▶ [SHORT EXERCISE 1]: In the passage on symbols and dreams below, what does Fromm call a sign such as the red octagon?

▶ [PAGE]:
Symbols are the "stuff" that dreams are made of. Erich Fromm, the psychologist, points out that "all myths and all dreams have one thing in common, they are all 'written' in the same language, symbolic language." What, then, is symbolic language? Fromm continues:

Symbolic language is a language in which inner experiences, feelings and thoughts are expressed as if they were sensory experiences, events in the outer world....It is the one universal language the human race has ever developed, the same for all cultures and throughout history (The Forgotten Language).

Fromm's point can be put in this way. Our experiences of concrete objects in the world outside can, and often do, become metaphors through which we experience the invisible realities of the human soul or psyche.

How are dreams and myths related? A dream is a private myth. A myth is a social dream. The Greek word myth means "a telling word," a language picture by which we tell about our experiences of invisible realities. We do not create these pictures. They arise out of our Unconscious, that part of the universal human mind that we all share, according to Carl G. Jung. When such a language picture is discovered and shared within a community as a way of picturing what Reality is, we call it a myth. When such a language picture occurs only to the individual, we call it a dream. In either case it is governed by the laws of symbolic language. We can extend this comparison even more. A myth reveals the deep and hidden structures of the universe in which we live to a community. A dream reveals the deep and hidden structures of the universe as we experience them personally in our psyche or soul.

Symbols must not be confused with signs. Signs, like the red octagon mounted on a post beside the highway, are created by social agreement. Governments throughout the U.S. decided that all states would use the red octagon as a shorthand message to drivers telling them to come to a full stop. If you live outside the U.S., the red octagon would either have another meaning or no meaning at all. Fromm calls such a sign a conventional symbol. A sign stands for a rationally stated set of instructions which you must learn before the sign is meaningful.

▶ [INPUT RECORDS]:
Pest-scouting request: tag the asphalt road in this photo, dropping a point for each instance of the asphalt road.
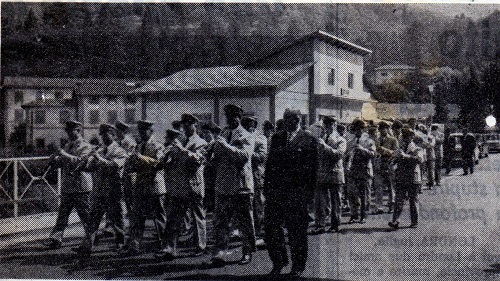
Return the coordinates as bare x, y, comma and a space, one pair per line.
457, 239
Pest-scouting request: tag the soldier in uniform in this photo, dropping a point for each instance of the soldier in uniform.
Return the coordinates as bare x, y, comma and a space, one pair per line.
289, 186
127, 142
360, 150
258, 168
386, 146
438, 152
76, 182
107, 198
408, 177
185, 188
232, 157
330, 174
150, 187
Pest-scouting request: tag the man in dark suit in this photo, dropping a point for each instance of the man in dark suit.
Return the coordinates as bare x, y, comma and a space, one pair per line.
468, 147
288, 187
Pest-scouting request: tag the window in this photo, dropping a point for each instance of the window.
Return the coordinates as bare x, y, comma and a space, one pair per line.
40, 117
130, 100
94, 116
58, 95
112, 116
331, 76
130, 116
40, 143
62, 142
112, 100
94, 100
64, 116
18, 116
204, 118
350, 80
18, 97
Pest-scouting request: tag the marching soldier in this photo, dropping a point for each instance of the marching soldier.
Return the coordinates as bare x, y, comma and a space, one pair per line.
150, 187
127, 142
258, 167
289, 185
360, 150
185, 188
408, 177
330, 173
76, 183
438, 152
107, 197
232, 156
386, 146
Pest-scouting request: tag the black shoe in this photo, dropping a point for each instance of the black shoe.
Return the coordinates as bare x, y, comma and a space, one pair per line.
295, 272
165, 256
333, 229
276, 271
394, 225
198, 252
52, 244
246, 259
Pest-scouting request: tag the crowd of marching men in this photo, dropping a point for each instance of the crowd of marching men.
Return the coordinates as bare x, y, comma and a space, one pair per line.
255, 183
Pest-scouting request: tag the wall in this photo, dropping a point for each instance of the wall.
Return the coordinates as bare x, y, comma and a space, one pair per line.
327, 56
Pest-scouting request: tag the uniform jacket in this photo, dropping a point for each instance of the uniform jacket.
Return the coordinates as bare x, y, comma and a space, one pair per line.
409, 158
259, 157
109, 175
150, 178
291, 169
75, 179
359, 163
184, 168
438, 148
233, 163
331, 155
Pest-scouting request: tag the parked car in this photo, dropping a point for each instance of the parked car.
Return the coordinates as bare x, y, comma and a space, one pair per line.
493, 141
456, 140
482, 145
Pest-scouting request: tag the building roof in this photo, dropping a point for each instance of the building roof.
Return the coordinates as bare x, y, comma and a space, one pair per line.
236, 76
395, 67
49, 103
404, 110
85, 86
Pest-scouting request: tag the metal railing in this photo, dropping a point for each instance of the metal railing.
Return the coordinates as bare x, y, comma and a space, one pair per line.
15, 190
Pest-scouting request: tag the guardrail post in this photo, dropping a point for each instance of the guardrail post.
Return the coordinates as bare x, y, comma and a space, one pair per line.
59, 179
16, 189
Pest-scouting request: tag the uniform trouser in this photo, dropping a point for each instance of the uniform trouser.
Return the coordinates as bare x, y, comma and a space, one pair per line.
404, 189
322, 203
79, 201
468, 163
357, 193
128, 188
239, 206
333, 191
258, 210
145, 205
176, 210
290, 212
114, 209
437, 170
431, 167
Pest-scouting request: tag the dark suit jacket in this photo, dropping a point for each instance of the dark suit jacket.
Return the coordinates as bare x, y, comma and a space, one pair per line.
291, 169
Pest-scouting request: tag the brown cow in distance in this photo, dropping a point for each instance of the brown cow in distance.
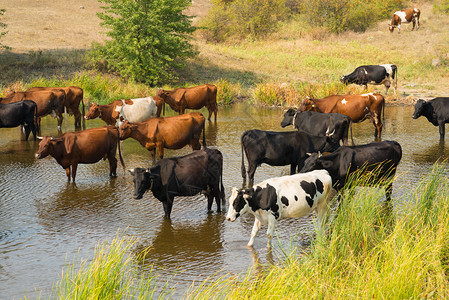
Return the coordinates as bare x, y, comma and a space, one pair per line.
48, 102
191, 98
357, 107
86, 147
170, 132
72, 100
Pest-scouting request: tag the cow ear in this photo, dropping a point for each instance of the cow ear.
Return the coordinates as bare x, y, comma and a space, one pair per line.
69, 143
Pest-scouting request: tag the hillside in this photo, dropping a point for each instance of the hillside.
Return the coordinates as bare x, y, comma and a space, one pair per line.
291, 55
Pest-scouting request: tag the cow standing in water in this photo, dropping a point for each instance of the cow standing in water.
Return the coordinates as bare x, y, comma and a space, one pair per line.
436, 111
192, 98
282, 197
86, 147
405, 16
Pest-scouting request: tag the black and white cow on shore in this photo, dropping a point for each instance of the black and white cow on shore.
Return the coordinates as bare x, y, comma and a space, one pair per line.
383, 158
373, 74
435, 110
319, 124
198, 172
281, 149
19, 113
291, 196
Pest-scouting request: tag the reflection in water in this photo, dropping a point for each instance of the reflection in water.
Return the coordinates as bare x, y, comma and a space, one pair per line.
44, 222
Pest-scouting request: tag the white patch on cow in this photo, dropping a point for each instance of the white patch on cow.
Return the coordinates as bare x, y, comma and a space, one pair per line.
401, 15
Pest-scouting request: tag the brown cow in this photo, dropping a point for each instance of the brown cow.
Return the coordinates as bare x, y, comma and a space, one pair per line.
133, 110
72, 100
87, 147
48, 102
405, 16
192, 98
357, 107
170, 132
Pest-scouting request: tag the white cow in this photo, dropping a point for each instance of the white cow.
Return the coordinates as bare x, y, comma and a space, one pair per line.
135, 110
291, 196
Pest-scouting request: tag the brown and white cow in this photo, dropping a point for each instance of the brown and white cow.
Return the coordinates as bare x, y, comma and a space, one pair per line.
405, 16
133, 110
192, 98
170, 132
48, 102
72, 100
357, 107
86, 147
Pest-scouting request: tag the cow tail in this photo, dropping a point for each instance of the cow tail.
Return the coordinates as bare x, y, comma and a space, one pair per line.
204, 134
243, 169
120, 153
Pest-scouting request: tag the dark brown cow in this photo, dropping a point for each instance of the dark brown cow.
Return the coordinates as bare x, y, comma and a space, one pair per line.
170, 132
48, 102
405, 16
73, 99
357, 107
133, 110
191, 98
86, 147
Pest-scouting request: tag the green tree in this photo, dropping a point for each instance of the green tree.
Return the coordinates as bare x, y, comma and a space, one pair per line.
2, 25
149, 39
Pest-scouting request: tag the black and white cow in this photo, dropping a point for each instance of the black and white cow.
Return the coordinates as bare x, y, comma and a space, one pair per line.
291, 196
19, 113
198, 172
382, 157
435, 110
281, 149
373, 74
319, 124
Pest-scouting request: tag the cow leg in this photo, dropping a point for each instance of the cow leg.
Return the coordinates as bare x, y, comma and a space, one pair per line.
168, 204
67, 171
112, 165
270, 230
442, 130
256, 228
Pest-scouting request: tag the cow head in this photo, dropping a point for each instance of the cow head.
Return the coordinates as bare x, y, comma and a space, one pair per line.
419, 108
143, 180
288, 117
238, 203
94, 112
45, 146
307, 105
125, 130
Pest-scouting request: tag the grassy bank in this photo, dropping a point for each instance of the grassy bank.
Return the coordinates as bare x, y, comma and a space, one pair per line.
370, 251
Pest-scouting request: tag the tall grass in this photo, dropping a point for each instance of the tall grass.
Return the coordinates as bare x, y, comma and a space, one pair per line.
114, 273
370, 252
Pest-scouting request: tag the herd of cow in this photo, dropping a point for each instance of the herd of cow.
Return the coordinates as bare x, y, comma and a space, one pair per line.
320, 125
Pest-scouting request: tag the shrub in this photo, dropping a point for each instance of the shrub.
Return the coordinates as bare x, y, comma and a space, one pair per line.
242, 18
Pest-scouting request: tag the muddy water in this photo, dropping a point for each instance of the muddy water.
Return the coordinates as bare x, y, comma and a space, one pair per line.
44, 221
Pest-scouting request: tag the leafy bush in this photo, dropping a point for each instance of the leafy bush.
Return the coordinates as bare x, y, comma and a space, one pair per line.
149, 38
242, 18
342, 15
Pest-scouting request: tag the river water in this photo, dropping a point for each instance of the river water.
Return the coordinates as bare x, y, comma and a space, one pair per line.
45, 222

▶ [SHORT EXERCISE 2]: From the records above, pull out each line that contains the word "soldier" and copy it.

▶ [TASK OUTPUT 1]: A conventional symbol.

▶ [TASK OUTPUT 2]:
Pest-scouting request: tag the soldier in uniform in this photo, dropping a point for each instance of the soldier in uniform.
Pest-scouting request: tag the marching soldier in this photo, dropping a point for each instance of the marching soldier.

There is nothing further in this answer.